> **Work required**:
Copy the full post about post-processing the outputs of a YOLO-based ONNX segmentation model, reproducing it word for word.
··· Selected excerpt ···
I am working with a custom YOLO-based instance segmentation model in ONNX format. The model takes an input image of shape (1,3,640,640) and outputs 10 tensors:
Bounding Boxes:
bbox_0: (1, 4, 80, 80)
bbox_1: (1, 4, 40, 40)
bbox_2: (1, 4, 20, 20)
Class Probabilities:
class_prob_0: (1, 10, 80, 80)
class_prob_1: (1, 10, 40, 40)
class_prob_2: (1, 10, 20, 20)
Mask Coefficients:
mask_coeff_0: (1, 32, 80, 80)
mask_coeff_1: (1, 32, 40, 40)
mask_coeff_2: (1, 32, 20, 20)
Prototype Mask:
mask: (1, 32, 160, 160)
I need to correctly process these outputs to:
- Extract valid object detections and filter redundant ones.
- Assign class labels to detections based on class probabilities.
- Decode mask coefficients to generate segmentation masks.
- Properly overlay instance masks on the original image.
How should I approach post-processing to achieve clean and accurate detections with instance masks?
··· Supplied material ···
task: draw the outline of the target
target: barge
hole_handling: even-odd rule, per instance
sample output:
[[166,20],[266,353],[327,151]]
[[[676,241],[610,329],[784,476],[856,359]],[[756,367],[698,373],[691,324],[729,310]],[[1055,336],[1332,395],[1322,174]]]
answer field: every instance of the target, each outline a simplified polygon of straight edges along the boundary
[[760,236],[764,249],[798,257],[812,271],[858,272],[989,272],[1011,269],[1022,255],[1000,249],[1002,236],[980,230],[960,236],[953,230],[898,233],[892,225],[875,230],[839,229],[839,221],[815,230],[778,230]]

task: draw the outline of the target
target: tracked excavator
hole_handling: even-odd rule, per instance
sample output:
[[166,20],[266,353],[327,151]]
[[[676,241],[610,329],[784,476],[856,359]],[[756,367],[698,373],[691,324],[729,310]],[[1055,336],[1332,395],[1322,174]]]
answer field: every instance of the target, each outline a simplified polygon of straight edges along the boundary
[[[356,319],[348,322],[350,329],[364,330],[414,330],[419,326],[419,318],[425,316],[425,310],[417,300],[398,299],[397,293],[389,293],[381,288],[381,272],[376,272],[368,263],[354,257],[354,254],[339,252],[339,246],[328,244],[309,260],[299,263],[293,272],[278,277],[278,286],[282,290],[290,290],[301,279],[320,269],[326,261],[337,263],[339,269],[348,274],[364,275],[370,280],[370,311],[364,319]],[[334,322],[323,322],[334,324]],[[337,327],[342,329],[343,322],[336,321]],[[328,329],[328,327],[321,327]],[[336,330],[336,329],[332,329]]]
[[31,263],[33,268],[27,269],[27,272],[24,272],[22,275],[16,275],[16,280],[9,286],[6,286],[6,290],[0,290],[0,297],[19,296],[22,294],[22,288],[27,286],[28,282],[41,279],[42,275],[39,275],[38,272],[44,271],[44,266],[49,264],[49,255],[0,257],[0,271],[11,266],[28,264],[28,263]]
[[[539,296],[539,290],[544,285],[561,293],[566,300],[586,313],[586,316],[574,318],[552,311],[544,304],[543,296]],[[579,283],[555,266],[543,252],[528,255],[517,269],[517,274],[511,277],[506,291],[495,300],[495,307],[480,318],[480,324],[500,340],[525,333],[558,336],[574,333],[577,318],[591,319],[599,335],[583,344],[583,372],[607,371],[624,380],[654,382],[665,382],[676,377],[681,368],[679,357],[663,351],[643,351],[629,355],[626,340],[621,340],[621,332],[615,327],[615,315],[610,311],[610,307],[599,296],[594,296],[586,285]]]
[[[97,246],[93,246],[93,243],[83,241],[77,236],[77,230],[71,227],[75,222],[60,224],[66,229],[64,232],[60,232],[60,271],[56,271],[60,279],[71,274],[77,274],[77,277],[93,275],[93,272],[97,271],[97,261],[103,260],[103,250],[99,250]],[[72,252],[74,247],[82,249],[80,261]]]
···
> **Output**:
I am working with a custom YOLO-based instance segmentation model in ONNX format. The model takes an input image of shape (1,3,640,640) and outputs 10 tensors:
Bounding Boxes:
bbox_0: (1, 4, 80, 80)
bbox_1: (1, 4, 40, 40)
bbox_2: (1, 4, 20, 20)
Class Probabilities:
class_prob_0: (1, 10, 80, 80)
class_prob_1: (1, 10, 40, 40)
class_prob_2: (1, 10, 20, 20)
Mask Coefficients:
mask_coeff_0: (1, 32, 80, 80)
mask_coeff_1: (1, 32, 40, 40)
mask_coeff_2: (1, 32, 20, 20)
Prototype Mask:
mask: (1, 32, 160, 160)
I need to correctly process these outputs to:
- Extract valid object detections and filter redundant ones.
- Assign class labels to detections based on class probabilities.
- Decode mask coefficients to generate segmentation masks.
- Properly overlay instance masks on the original image.
How should I approach post-processing to achieve clean and accurate detections with instance masks?